▶ Task description
Produce again, without any change, the lines running from the one with "Query: person's head" through the final line of the data below, and only those.

▶ Data for review
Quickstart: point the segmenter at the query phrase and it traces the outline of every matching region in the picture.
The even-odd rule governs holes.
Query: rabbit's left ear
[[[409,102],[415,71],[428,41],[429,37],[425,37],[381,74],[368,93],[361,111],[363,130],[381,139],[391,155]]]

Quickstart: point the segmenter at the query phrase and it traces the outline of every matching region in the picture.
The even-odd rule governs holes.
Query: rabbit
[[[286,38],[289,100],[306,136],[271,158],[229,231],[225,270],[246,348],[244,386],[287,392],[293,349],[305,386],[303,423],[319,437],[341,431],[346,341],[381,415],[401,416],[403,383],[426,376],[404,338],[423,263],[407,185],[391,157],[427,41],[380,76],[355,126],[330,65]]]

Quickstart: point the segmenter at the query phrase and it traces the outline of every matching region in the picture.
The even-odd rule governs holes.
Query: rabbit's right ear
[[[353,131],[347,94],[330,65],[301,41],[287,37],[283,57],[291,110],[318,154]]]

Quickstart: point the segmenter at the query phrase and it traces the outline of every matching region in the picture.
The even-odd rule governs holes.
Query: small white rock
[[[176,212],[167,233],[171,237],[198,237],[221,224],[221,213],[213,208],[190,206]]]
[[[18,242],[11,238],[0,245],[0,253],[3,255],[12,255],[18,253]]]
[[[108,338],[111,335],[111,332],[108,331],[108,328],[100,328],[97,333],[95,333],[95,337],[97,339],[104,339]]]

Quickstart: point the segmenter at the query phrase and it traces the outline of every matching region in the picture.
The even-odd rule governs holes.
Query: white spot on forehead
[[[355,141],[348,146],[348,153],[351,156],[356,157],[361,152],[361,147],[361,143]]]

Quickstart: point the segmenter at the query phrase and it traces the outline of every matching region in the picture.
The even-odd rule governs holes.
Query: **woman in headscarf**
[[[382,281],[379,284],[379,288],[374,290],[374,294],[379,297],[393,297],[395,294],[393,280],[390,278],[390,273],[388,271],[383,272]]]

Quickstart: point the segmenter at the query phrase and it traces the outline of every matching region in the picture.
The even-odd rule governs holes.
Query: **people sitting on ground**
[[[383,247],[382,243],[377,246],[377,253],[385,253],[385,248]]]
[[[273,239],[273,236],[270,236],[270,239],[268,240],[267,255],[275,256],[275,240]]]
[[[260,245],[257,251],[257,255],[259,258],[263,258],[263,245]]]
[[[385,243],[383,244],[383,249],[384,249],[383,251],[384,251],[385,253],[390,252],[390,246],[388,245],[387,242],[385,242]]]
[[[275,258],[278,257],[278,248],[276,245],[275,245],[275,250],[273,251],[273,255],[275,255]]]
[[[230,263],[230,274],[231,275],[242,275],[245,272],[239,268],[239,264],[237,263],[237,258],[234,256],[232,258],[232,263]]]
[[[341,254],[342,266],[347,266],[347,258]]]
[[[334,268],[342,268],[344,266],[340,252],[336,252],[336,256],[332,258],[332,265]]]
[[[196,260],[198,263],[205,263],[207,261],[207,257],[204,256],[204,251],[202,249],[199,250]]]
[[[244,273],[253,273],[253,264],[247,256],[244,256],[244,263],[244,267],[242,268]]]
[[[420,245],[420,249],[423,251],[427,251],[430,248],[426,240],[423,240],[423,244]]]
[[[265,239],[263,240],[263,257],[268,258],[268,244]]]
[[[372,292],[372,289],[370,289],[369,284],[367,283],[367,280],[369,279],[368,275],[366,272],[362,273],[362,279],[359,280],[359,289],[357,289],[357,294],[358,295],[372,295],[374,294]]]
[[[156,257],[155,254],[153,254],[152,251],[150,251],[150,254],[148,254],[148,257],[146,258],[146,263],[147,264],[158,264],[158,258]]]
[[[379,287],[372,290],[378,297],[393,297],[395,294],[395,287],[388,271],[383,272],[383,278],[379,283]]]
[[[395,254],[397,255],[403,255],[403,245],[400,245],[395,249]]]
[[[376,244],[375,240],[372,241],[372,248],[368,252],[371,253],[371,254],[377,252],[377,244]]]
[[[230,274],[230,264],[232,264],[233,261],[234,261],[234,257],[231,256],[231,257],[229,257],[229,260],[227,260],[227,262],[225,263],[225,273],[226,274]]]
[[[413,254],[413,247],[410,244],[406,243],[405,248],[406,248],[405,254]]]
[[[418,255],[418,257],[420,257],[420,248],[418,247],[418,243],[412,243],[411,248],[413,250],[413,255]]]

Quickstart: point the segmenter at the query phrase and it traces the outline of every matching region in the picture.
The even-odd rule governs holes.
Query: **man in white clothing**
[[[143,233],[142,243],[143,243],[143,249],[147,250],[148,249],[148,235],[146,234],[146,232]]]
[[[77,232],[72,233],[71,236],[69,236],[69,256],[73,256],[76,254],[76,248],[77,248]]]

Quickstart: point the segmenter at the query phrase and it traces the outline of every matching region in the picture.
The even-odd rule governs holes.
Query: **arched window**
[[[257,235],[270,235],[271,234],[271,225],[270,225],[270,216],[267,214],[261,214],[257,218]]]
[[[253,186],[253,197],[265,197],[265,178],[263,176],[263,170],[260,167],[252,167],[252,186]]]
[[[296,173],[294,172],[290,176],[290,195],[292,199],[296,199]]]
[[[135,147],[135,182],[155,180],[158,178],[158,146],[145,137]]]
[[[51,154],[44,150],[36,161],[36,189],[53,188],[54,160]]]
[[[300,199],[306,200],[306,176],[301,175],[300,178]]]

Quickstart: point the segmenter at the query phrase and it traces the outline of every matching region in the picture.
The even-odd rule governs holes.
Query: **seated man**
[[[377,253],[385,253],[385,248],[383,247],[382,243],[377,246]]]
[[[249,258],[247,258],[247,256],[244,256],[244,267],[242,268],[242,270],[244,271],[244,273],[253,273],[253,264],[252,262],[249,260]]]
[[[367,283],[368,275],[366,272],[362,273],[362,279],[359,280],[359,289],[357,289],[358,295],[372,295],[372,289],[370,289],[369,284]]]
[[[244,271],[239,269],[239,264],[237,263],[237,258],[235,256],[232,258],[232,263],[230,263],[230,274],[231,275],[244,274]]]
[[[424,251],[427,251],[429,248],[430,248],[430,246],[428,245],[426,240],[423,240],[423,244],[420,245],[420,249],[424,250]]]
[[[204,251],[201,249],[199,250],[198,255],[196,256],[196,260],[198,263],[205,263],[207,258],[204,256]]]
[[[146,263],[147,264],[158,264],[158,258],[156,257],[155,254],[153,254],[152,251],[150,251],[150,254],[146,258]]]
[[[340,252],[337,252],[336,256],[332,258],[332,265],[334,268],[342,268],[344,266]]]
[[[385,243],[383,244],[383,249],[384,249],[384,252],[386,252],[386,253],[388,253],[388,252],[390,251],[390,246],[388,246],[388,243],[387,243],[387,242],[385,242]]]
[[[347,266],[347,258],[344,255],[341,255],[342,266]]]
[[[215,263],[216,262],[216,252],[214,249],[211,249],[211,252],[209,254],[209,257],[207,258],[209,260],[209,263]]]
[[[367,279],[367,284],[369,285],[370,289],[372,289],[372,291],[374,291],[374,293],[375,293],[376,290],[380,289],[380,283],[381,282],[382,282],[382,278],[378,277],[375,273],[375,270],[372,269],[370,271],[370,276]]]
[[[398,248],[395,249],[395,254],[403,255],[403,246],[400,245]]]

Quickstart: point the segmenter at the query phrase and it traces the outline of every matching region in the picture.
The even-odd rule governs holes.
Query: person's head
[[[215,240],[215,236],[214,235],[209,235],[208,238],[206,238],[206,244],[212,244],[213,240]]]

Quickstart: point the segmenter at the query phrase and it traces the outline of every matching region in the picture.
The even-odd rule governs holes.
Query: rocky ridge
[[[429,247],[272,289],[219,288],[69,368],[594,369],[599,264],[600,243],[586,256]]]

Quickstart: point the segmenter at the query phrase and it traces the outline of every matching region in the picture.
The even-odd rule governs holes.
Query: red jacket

▶ Reply to the exercise
Query: person's head
[[[215,240],[215,236],[214,235],[209,235],[208,238],[206,238],[206,244],[212,244],[213,240]]]

Quickstart: point the segmenter at the query phrase and it traces the outline of every matching region in the picture.
The even-odd rule governs holes.
Query: rocky ridge
[[[429,247],[272,289],[219,288],[69,368],[594,369],[599,264],[600,243],[586,256]]]

Quickstart: point the segmenter at the query phrase and it traces the outline of every matching region in the picture.
The even-odd rule governs holes.
Query: red jacket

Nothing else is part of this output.